To do: Please translate this sentence from the OpenSSL guide into Spanish: "OpenSSL is pre-installed on most Linux distributions and on macOS, while on Windows you usually install it yourself."

Passage:
-------------------------

Keeping OpenSSL up to date is essential for security and for compatibility with the software that depends on it. This guide shows you how to check your OpenSSL version on Linux, Windows, and macOS, how to read the output, and how to update to the latest release.
Quick answer
Open a terminal (or Command Prompt on Windows) and run:
openssl version
For full build details, run:
openssl version -a
How to check the OpenSSL version
The command is the same on most systems; only the way you open the terminal differs. OpenSSL is pre-installed on most Linux distributions and on macOS, while on Windows you usually install it yourself.
Check the OpenSSL version on Linux
- Open the terminal: press Ctrl + Alt + T, or search for “Terminal” in your applications menu.
- Run the version command:
openssl version
The output shows the installed version, for example OpenSSL 3.5.6 4 Nov 2025.
Check the OpenSSL version on Windows
- Open Command Prompt: press Win + R, type cmd, and press Enter.
- Run the version command (use -a to also see build and configuration details):
openssl version -a
If Windows reports that openssl is not recognized, OpenSSL is not installed or not on your PATH. See our guide on how to install OpenSSL on Windows.
Check the OpenSSL version on macOS
- Open the Terminal. It is in Applications → Utilities, or press Cmd + Space and type “Terminal”.
- Run the version command:
openssl version
Important macOS note: Apple ships LibreSSL (a fork of OpenSSL), not OpenSSL itself, as the built-in openssl command. So on a stock Mac this command usually returns something like LibreSSL 3.3.6 rather than an OpenSSL version. To use genuine OpenSSL, install it with Homebrew and call it by its full path:
brew install openssl@3
/opt/homebrew/opt/openssl@3/bin/openssl version
On Intel Macs the path is /usr/local/opt/openssl@3/bin/openssl instead. Add that directory to your PATH if you want openssl to resolve to the Homebrew build by default.
OpenSSL version command flags
The openssl version command accepts several flags that reveal more about your installation. The most useful is -a, which combines them all:
openssl version -a
- -a — All information (the same as setting every flag below).
- -v — The version number only (this is the default output).
- -b — The date the installed version was built.
- -o — Option information: build-time options set in the library.

-------------------------

Material provided:
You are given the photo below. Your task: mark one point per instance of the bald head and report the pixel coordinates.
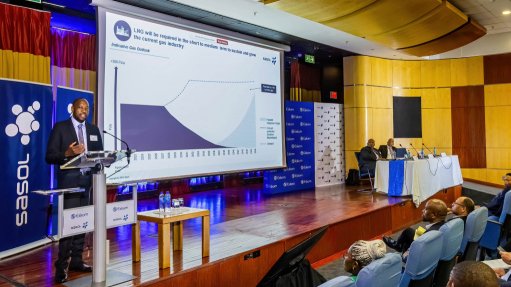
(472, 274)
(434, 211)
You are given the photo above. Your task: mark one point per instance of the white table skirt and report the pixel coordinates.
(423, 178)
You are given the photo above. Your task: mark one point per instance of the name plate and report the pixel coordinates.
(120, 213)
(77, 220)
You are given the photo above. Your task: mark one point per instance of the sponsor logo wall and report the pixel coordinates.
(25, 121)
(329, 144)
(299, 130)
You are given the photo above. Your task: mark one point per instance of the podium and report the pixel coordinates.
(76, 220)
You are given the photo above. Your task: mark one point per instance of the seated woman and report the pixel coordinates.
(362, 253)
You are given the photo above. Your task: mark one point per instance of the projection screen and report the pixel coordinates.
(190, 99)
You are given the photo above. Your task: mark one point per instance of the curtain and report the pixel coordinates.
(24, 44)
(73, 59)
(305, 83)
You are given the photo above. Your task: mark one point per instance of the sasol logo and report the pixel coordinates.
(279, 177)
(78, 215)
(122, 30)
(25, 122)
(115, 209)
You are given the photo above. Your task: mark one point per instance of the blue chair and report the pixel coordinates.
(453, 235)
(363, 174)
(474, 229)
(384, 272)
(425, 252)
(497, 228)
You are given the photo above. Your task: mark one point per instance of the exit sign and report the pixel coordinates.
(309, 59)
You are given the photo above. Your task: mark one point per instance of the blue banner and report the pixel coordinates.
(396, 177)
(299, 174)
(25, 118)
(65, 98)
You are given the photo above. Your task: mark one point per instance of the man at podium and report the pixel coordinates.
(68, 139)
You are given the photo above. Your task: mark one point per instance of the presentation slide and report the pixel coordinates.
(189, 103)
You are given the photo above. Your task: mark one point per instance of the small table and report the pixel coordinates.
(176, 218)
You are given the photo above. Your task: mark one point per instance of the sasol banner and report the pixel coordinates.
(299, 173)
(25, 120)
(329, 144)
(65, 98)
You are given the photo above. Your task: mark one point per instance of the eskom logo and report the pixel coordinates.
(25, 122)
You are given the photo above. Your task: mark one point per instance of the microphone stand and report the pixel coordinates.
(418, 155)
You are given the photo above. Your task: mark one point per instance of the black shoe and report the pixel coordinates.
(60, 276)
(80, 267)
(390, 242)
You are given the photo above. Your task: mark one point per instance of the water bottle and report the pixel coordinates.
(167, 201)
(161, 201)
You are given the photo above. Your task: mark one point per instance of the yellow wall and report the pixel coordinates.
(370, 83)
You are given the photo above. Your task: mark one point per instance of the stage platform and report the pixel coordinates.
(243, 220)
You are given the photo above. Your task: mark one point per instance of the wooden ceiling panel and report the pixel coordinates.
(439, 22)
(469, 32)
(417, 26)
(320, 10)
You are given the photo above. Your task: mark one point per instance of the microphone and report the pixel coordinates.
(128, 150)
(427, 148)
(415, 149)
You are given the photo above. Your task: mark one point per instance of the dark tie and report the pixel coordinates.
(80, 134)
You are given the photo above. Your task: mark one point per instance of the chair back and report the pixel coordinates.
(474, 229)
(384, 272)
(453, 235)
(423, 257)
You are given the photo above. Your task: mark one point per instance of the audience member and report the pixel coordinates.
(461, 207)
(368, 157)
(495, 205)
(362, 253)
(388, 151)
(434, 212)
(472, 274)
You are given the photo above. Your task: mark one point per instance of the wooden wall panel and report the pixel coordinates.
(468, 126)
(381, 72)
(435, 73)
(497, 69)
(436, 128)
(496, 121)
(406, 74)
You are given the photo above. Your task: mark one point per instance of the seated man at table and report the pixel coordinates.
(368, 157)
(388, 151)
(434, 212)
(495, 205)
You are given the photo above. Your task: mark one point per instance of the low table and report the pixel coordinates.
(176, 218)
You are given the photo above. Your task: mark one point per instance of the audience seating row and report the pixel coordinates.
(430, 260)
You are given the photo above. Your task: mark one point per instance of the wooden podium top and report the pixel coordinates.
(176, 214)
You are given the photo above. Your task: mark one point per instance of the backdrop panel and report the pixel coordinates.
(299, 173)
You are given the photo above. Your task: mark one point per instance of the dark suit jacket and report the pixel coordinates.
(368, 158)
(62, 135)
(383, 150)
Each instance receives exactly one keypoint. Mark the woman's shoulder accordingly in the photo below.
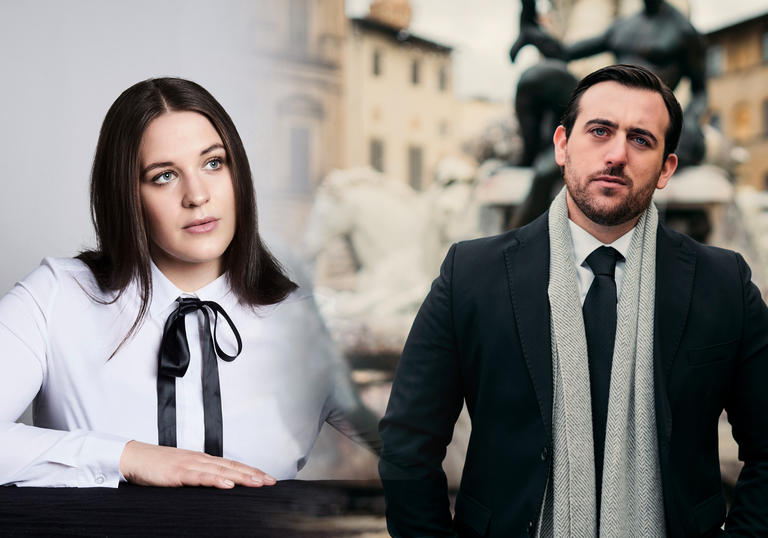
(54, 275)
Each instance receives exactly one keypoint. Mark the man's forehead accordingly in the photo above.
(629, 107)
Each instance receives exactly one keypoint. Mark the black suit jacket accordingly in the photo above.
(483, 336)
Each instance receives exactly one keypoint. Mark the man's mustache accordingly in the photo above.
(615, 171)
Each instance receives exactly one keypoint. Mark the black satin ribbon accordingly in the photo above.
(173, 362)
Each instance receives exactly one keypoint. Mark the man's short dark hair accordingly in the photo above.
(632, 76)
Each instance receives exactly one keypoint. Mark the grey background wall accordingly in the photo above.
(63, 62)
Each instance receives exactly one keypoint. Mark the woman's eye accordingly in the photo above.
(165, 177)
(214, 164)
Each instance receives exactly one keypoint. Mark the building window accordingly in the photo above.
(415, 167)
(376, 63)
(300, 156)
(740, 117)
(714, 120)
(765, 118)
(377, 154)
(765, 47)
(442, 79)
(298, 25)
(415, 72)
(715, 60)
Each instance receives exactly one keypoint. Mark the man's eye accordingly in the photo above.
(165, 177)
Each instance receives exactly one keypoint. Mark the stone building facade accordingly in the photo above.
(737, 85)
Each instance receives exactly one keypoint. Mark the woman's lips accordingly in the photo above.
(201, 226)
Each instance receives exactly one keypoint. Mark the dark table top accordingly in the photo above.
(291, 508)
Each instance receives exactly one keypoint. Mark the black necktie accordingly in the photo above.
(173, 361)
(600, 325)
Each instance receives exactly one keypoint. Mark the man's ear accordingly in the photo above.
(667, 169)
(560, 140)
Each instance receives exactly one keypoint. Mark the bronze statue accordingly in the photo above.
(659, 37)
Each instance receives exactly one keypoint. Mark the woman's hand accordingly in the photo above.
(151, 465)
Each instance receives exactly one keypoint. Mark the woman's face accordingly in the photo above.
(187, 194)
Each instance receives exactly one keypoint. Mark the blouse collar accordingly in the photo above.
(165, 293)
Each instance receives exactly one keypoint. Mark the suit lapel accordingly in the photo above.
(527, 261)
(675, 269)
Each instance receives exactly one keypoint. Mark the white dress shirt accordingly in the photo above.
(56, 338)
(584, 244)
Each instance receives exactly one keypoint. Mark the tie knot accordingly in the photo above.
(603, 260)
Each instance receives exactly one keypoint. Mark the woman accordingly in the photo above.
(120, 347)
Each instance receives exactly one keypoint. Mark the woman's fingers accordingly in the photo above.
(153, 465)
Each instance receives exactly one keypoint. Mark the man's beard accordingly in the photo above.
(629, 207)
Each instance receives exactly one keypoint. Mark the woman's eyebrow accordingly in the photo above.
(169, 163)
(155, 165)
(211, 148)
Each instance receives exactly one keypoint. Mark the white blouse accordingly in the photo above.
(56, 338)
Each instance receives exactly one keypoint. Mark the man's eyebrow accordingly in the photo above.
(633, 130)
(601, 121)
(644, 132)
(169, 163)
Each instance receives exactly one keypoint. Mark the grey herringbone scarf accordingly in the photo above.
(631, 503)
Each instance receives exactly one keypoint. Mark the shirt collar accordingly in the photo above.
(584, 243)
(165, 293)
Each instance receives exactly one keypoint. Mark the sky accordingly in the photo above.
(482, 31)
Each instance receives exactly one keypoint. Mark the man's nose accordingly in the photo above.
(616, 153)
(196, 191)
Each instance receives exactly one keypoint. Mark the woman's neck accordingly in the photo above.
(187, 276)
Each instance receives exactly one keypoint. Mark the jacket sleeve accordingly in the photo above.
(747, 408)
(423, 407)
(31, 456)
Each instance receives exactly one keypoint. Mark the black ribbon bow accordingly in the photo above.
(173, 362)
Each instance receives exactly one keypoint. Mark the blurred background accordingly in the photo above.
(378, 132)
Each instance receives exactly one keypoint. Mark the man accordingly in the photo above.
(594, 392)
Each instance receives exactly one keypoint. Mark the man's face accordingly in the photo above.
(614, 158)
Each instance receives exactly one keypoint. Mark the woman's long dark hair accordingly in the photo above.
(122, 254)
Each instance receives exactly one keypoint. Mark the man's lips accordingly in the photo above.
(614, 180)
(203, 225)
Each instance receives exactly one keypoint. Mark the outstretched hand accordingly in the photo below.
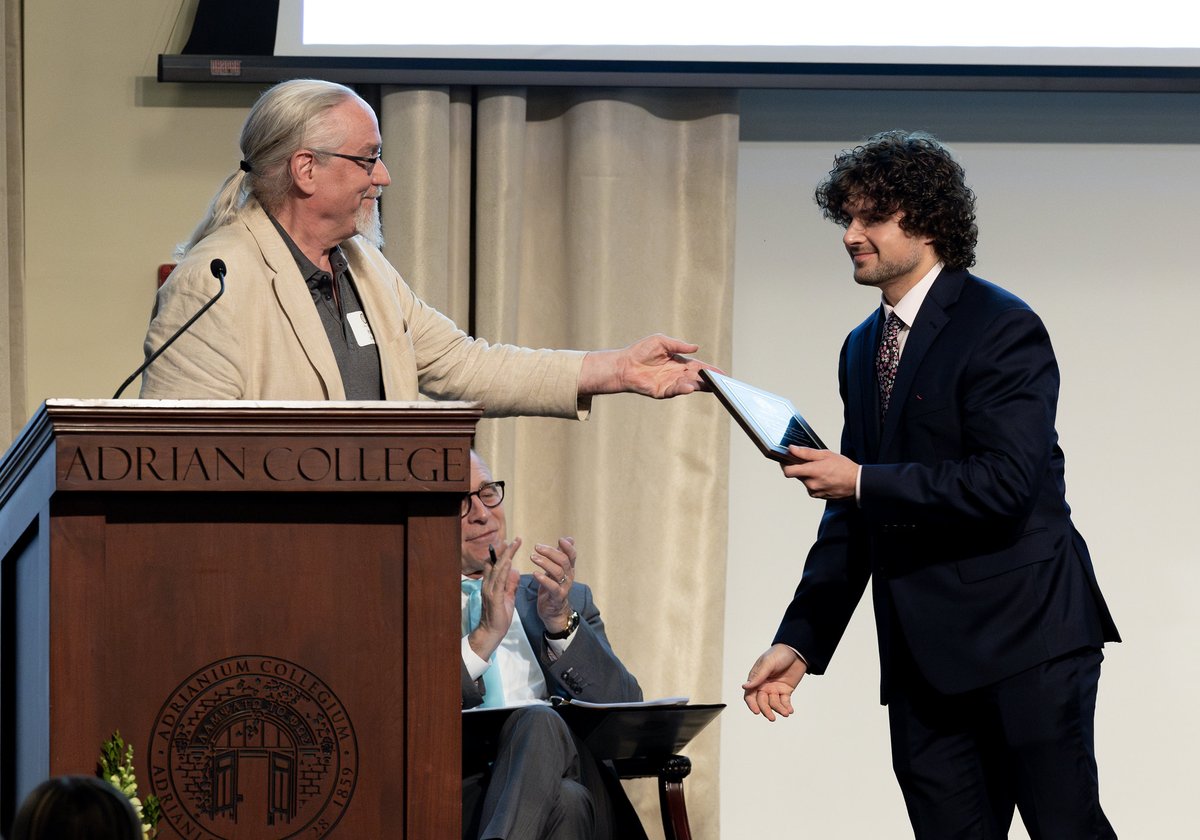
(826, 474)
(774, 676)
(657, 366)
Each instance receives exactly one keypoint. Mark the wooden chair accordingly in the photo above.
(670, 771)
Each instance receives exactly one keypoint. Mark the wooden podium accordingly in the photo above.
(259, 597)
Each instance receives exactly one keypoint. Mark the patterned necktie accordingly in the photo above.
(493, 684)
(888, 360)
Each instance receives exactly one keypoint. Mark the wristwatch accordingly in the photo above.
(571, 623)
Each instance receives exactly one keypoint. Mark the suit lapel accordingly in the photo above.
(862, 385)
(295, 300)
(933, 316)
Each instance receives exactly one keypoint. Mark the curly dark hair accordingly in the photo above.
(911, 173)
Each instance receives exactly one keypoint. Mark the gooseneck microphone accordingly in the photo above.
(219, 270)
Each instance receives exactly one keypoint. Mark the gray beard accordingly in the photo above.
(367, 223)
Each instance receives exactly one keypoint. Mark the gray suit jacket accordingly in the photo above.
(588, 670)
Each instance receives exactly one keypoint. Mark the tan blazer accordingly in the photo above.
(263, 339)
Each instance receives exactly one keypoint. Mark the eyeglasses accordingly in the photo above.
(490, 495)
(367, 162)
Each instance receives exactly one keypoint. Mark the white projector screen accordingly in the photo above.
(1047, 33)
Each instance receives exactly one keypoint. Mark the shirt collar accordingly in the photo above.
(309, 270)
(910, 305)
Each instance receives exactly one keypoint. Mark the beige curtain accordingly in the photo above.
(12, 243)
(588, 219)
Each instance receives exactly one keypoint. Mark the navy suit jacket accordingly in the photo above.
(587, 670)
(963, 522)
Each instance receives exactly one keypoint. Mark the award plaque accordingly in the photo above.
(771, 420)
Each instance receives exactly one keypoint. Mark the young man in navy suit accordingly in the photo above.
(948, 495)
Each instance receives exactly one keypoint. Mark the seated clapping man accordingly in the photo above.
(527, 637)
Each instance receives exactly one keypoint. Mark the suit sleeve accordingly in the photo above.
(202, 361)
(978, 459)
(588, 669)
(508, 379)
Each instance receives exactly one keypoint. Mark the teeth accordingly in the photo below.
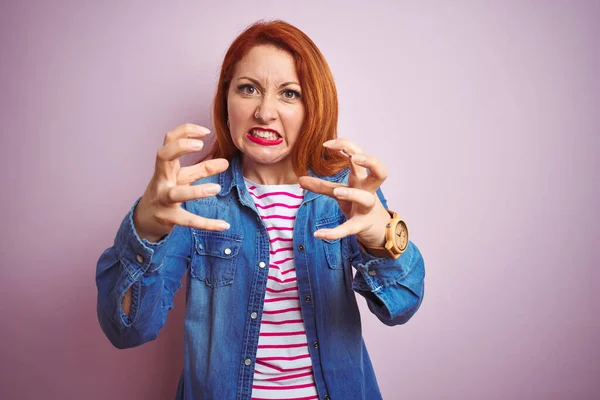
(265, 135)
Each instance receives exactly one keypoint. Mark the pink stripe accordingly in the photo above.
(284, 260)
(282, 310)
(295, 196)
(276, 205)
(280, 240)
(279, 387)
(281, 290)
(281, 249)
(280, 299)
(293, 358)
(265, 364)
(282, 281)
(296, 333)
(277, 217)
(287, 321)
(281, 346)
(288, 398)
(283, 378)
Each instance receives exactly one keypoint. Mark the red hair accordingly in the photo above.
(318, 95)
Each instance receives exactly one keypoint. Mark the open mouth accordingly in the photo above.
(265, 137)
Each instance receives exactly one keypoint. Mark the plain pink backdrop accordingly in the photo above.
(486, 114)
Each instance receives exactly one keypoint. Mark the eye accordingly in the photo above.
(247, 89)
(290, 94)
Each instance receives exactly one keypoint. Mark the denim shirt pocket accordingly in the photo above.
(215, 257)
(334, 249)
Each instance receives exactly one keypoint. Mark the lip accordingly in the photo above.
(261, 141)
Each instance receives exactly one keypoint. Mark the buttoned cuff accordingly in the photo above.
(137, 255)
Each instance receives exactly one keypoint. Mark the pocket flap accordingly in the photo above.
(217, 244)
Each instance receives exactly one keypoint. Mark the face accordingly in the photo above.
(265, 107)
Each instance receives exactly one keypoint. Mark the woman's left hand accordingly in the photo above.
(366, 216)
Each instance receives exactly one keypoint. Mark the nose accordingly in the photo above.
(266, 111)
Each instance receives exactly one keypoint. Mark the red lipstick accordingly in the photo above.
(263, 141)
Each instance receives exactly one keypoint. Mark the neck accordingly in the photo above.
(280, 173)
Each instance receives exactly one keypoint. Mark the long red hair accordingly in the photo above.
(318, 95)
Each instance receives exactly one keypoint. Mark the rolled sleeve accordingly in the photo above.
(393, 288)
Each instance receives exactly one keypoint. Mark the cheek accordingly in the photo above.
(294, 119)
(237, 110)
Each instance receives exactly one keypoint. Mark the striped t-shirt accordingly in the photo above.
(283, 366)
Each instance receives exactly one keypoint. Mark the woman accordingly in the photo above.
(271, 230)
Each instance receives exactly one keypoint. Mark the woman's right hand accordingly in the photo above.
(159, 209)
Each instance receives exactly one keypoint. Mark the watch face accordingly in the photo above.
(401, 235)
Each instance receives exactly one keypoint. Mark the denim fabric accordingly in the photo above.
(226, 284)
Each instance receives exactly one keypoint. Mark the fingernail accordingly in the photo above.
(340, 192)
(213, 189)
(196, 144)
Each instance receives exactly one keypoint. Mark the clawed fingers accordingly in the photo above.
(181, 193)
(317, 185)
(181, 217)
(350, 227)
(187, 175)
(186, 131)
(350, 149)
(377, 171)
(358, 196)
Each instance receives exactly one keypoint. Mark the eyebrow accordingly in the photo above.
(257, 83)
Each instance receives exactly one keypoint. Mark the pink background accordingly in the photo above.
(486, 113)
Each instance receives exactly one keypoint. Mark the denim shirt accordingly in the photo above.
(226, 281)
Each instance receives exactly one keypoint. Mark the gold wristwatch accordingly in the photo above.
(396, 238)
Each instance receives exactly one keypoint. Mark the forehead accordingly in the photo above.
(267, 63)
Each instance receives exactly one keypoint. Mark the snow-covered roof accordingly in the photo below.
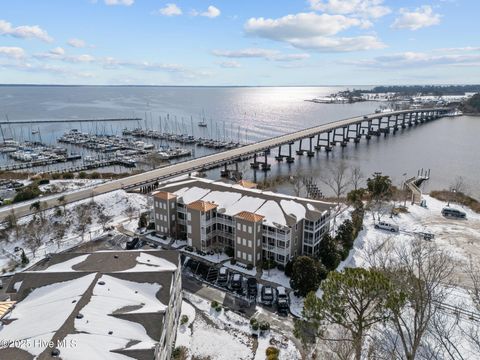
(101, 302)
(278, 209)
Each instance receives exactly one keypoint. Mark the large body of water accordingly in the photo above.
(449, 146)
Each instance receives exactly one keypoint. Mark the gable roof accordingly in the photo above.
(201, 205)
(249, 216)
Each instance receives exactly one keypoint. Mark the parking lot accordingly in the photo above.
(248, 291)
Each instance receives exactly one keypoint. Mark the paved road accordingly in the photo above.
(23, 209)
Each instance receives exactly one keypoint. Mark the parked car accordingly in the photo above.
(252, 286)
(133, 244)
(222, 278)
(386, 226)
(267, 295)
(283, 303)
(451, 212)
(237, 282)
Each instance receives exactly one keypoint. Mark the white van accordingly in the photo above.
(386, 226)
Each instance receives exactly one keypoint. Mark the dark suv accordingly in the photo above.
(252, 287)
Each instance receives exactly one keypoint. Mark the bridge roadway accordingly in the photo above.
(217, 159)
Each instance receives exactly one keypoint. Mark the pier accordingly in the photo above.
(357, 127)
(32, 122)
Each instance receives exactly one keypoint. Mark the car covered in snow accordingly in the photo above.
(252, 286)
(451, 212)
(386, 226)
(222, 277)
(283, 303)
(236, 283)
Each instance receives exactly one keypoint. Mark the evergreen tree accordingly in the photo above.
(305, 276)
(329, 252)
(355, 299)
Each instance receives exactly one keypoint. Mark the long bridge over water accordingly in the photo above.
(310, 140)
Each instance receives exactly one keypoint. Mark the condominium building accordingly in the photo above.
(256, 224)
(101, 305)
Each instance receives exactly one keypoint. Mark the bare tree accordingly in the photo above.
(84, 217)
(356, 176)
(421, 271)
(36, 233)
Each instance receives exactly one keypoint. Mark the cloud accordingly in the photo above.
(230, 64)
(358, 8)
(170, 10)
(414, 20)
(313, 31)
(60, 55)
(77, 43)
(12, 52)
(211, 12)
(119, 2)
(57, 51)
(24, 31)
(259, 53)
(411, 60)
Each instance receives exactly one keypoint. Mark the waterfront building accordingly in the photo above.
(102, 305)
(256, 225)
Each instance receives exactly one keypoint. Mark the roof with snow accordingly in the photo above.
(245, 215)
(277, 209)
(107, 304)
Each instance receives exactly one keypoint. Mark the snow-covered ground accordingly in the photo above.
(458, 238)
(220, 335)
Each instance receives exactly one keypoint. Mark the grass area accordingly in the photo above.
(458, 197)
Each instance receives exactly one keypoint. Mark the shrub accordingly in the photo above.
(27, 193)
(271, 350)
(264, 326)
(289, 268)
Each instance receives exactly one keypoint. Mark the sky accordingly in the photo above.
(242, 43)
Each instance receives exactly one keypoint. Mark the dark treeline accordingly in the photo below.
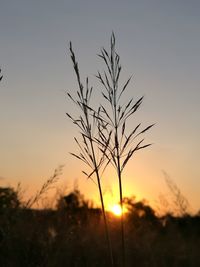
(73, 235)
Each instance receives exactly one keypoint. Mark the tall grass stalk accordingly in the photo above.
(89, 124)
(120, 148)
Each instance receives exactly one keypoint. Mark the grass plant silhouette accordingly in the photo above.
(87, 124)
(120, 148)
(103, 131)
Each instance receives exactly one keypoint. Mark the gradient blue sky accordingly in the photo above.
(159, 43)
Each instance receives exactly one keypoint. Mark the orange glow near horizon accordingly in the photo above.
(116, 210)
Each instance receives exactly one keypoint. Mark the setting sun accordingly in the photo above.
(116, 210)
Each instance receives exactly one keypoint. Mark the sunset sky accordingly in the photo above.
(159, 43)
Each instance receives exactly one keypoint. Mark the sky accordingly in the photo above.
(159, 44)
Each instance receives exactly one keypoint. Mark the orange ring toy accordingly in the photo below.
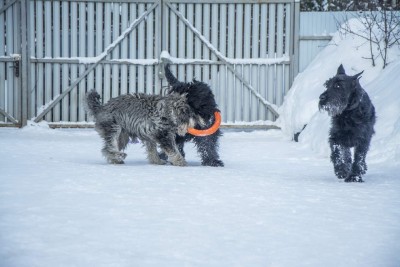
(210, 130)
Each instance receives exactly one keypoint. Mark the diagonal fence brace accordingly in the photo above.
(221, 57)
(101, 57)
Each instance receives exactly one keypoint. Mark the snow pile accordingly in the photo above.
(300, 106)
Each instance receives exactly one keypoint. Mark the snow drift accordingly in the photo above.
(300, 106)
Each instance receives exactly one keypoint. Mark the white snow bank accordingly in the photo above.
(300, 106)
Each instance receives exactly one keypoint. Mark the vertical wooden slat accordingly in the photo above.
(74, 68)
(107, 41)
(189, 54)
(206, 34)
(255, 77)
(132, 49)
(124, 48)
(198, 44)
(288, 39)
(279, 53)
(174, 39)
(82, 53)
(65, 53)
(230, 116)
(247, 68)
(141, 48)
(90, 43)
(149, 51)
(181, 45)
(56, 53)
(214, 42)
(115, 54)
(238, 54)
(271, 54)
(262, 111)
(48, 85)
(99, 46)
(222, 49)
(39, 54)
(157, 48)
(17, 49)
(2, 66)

-------------------------

Solution to the problem: OpenSSL viene preinstalado en la mayoría de las distribuciones de Linux y en macOS, mientras que en Windows normalmente lo instalas tú mismo.